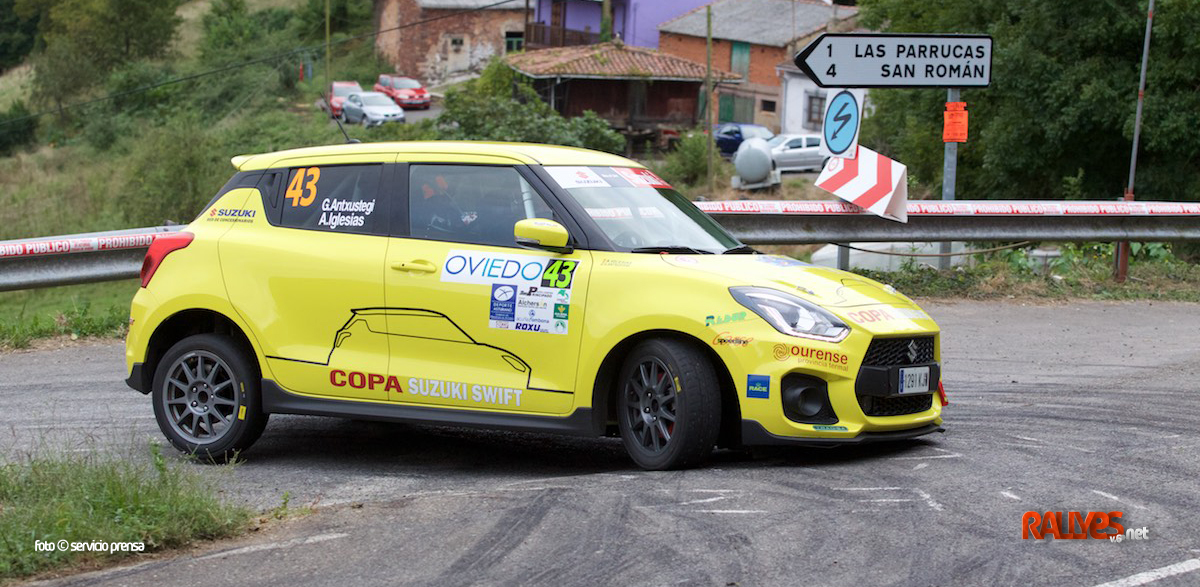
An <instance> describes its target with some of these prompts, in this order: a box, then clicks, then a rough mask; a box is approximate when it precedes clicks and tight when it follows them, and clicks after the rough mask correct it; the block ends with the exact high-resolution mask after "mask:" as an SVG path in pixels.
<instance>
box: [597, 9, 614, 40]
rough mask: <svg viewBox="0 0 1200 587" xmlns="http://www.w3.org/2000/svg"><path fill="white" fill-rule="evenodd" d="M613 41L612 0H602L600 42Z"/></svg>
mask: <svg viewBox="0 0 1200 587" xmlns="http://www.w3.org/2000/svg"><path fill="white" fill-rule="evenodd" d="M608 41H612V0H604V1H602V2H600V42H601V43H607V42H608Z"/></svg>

########################################

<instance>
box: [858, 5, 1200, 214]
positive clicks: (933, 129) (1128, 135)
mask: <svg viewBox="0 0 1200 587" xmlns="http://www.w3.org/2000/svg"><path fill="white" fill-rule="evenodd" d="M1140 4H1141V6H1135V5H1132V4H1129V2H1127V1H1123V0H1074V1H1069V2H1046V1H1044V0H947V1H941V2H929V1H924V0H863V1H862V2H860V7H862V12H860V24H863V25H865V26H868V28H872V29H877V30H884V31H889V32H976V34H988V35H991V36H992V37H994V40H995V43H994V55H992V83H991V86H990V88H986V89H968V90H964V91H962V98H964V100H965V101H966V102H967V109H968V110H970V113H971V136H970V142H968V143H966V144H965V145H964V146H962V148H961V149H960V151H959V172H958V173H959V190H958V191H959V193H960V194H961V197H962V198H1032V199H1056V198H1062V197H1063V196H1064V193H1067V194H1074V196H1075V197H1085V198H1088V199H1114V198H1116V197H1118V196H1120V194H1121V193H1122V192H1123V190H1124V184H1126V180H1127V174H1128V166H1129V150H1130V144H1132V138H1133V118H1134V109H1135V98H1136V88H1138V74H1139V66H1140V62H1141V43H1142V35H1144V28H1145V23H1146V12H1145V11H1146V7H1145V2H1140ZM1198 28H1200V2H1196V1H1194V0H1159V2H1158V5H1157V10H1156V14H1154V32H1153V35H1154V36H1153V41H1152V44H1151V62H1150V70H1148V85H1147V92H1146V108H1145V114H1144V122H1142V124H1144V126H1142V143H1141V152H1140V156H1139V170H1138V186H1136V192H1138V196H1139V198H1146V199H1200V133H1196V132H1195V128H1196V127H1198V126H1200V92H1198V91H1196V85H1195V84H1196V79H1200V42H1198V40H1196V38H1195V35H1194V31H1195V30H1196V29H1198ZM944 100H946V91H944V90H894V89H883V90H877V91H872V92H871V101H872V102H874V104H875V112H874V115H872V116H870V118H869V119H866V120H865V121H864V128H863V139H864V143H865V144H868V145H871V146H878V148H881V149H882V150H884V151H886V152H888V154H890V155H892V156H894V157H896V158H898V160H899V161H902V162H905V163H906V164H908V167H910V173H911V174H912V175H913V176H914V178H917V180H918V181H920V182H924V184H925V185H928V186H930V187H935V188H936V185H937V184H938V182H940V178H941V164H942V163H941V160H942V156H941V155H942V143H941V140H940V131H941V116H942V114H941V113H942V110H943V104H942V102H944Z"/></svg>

########################################

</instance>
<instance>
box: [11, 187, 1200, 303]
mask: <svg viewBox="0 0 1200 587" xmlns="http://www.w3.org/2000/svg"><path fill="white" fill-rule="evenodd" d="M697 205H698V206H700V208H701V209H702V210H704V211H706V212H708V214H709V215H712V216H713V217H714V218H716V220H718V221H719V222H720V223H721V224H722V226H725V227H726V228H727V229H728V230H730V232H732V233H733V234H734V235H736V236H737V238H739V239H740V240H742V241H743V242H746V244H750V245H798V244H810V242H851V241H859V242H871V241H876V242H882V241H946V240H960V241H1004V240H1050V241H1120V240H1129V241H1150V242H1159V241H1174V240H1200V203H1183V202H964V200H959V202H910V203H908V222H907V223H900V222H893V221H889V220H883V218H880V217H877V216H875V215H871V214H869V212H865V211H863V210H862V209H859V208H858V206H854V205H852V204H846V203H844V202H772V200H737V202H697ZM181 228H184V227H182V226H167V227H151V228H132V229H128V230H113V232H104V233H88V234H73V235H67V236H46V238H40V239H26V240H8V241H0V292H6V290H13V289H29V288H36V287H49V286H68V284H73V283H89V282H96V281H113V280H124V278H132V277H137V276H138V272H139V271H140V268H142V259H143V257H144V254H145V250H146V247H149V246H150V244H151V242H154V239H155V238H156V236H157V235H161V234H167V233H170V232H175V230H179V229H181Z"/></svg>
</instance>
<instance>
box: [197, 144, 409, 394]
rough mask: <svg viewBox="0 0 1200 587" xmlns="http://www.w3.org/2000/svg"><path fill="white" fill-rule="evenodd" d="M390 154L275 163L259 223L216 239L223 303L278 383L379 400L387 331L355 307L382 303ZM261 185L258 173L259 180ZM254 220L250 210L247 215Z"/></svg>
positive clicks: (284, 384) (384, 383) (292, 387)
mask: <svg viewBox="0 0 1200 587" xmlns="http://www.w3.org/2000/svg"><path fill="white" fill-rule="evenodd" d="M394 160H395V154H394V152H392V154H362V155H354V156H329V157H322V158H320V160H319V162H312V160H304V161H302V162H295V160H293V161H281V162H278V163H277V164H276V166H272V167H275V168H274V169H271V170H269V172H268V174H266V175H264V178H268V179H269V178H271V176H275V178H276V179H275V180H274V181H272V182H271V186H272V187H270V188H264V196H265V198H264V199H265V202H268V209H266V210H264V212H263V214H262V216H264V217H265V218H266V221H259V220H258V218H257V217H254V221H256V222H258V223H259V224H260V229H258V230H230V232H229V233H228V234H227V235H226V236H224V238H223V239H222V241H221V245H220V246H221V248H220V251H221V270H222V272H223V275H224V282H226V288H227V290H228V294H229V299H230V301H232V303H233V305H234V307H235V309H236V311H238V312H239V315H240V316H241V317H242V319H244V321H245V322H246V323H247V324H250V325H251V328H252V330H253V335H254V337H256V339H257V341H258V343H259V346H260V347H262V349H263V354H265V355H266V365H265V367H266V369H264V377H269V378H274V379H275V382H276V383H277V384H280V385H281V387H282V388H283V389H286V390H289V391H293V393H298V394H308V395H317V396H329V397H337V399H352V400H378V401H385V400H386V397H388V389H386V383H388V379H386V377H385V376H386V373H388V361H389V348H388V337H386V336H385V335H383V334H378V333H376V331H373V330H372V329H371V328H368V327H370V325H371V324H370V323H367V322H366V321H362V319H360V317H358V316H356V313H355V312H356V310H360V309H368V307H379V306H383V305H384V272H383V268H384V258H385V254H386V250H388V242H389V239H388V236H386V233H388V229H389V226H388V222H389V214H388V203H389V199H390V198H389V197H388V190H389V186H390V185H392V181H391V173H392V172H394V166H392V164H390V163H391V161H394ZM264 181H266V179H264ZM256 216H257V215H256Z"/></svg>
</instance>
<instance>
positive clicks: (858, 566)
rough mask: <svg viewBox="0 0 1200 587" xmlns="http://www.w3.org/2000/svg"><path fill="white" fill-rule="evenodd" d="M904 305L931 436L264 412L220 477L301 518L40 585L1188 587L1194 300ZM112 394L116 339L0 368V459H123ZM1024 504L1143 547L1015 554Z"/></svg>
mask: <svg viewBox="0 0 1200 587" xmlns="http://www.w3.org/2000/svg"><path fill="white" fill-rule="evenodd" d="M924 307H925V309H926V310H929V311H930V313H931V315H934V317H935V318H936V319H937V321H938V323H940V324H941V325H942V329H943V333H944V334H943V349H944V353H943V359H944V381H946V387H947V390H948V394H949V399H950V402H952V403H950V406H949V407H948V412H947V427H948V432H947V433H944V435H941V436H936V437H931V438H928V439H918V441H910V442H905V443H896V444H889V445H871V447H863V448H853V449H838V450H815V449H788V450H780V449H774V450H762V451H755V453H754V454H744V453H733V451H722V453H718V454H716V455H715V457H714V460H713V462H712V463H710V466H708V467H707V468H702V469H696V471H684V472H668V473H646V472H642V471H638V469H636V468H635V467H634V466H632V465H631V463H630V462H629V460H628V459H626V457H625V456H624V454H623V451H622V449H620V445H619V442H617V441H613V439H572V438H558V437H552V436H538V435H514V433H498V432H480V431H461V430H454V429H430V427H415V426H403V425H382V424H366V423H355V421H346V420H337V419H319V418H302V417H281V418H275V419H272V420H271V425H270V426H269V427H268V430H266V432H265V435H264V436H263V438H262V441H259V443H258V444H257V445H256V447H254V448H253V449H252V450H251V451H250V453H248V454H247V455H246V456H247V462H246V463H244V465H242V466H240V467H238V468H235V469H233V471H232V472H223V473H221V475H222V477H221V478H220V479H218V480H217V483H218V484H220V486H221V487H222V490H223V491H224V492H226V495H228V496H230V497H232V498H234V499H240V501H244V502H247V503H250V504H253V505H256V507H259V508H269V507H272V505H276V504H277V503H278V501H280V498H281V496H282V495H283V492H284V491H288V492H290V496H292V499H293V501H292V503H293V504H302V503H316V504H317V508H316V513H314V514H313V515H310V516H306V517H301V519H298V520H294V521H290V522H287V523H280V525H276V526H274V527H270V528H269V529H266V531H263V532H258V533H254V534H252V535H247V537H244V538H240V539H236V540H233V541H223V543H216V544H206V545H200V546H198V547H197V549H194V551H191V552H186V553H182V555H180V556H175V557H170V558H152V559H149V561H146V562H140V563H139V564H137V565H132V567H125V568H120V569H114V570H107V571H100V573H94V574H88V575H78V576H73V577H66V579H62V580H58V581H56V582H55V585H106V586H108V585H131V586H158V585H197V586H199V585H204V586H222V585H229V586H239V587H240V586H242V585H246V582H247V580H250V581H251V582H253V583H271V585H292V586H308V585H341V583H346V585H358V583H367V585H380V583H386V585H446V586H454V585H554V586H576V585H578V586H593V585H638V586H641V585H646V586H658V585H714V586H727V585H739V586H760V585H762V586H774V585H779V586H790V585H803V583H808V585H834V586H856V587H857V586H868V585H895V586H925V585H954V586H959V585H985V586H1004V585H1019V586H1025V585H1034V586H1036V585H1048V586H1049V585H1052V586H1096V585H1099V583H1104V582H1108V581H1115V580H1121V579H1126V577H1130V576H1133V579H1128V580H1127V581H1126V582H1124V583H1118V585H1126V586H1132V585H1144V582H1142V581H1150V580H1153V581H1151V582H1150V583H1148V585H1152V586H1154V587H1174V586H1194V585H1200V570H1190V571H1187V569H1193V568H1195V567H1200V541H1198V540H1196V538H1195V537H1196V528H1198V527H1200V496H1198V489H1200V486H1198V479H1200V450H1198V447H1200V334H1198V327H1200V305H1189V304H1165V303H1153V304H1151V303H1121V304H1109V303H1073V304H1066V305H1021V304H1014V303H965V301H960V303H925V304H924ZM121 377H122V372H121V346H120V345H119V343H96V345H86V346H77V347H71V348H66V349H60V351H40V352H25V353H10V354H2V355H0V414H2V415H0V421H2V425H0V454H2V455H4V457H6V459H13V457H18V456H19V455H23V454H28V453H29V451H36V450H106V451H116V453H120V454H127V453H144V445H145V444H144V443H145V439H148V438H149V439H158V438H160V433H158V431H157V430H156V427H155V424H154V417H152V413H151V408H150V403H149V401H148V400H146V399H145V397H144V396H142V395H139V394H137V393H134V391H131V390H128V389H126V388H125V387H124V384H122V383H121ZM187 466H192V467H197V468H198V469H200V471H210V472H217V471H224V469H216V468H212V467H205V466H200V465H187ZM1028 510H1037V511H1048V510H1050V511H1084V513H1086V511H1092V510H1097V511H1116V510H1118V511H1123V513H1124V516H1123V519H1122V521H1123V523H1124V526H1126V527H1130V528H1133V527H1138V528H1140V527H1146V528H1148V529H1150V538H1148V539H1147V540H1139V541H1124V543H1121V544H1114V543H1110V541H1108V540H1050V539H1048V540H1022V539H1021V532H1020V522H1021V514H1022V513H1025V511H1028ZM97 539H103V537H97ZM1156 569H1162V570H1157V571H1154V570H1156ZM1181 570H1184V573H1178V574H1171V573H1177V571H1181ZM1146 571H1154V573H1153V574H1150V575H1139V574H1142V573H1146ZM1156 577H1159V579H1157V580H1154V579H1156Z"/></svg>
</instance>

########################################

Transcribe the records above from the line holding "box: [197, 144, 409, 394]" down to the line holding "154L275 163L259 223L216", inclusive, without adding anything.

• **THE ANSWER**
box: [197, 144, 409, 394]
rough mask: <svg viewBox="0 0 1200 587" xmlns="http://www.w3.org/2000/svg"><path fill="white" fill-rule="evenodd" d="M390 154L275 163L259 223L216 239L223 303L278 383L379 400L387 331L355 307L382 303ZM261 185L258 173L259 180ZM254 220L250 210L247 215Z"/></svg>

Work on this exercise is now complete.